--- RECORDS SHOWN ---

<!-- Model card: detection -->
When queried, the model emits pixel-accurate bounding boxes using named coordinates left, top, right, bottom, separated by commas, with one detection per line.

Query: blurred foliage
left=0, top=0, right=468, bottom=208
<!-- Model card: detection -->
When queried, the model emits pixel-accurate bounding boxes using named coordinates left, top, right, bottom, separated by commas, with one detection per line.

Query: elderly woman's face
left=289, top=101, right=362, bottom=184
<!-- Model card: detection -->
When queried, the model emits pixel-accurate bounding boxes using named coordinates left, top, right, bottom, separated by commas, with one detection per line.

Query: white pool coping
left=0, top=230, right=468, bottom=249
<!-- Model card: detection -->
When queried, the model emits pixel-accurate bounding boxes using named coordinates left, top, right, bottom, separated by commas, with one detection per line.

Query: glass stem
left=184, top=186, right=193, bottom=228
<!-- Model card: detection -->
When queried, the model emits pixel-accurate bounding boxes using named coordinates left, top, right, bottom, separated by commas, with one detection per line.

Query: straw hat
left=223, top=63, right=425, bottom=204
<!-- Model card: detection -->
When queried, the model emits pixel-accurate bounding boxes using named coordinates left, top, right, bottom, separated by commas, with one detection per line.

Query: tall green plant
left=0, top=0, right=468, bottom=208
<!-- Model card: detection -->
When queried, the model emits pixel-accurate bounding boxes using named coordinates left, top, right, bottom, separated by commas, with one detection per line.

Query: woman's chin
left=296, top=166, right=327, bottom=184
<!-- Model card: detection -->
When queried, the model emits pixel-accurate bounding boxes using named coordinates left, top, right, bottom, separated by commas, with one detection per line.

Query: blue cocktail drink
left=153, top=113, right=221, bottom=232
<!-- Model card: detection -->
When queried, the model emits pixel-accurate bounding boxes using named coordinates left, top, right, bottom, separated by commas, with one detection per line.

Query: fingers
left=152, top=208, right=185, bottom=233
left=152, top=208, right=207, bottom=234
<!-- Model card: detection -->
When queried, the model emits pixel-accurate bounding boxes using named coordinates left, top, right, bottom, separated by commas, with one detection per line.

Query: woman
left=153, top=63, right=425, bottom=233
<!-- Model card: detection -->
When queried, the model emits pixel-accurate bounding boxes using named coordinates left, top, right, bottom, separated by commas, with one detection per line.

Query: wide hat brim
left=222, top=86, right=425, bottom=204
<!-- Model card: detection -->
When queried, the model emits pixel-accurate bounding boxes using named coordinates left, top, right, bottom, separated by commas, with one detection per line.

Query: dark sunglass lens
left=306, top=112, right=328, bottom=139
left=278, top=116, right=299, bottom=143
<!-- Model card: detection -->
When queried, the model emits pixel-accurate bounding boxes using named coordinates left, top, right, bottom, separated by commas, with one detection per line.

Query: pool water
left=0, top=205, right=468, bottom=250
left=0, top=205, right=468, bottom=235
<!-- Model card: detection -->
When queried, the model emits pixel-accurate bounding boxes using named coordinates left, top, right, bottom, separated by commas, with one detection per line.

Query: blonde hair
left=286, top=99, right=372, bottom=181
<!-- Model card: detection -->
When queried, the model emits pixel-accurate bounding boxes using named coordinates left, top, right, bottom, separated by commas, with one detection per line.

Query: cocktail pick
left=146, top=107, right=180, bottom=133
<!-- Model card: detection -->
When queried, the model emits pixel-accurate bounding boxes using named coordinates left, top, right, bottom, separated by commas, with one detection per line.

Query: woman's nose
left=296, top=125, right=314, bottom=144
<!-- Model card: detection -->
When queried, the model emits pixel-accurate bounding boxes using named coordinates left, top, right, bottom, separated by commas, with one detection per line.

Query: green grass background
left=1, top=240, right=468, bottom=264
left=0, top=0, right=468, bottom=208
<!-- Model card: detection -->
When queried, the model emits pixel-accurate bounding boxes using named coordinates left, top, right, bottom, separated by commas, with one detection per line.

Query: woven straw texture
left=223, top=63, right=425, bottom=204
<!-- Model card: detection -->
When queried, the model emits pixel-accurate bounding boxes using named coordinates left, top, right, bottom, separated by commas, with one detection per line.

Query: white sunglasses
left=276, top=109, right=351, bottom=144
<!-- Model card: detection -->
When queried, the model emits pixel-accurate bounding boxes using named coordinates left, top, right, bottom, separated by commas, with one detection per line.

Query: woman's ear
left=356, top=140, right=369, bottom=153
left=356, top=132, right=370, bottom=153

---

Gather every line above that contains the word "white".

WRITTEN ANSWER »
Query: white pool coping
Query: white sunglasses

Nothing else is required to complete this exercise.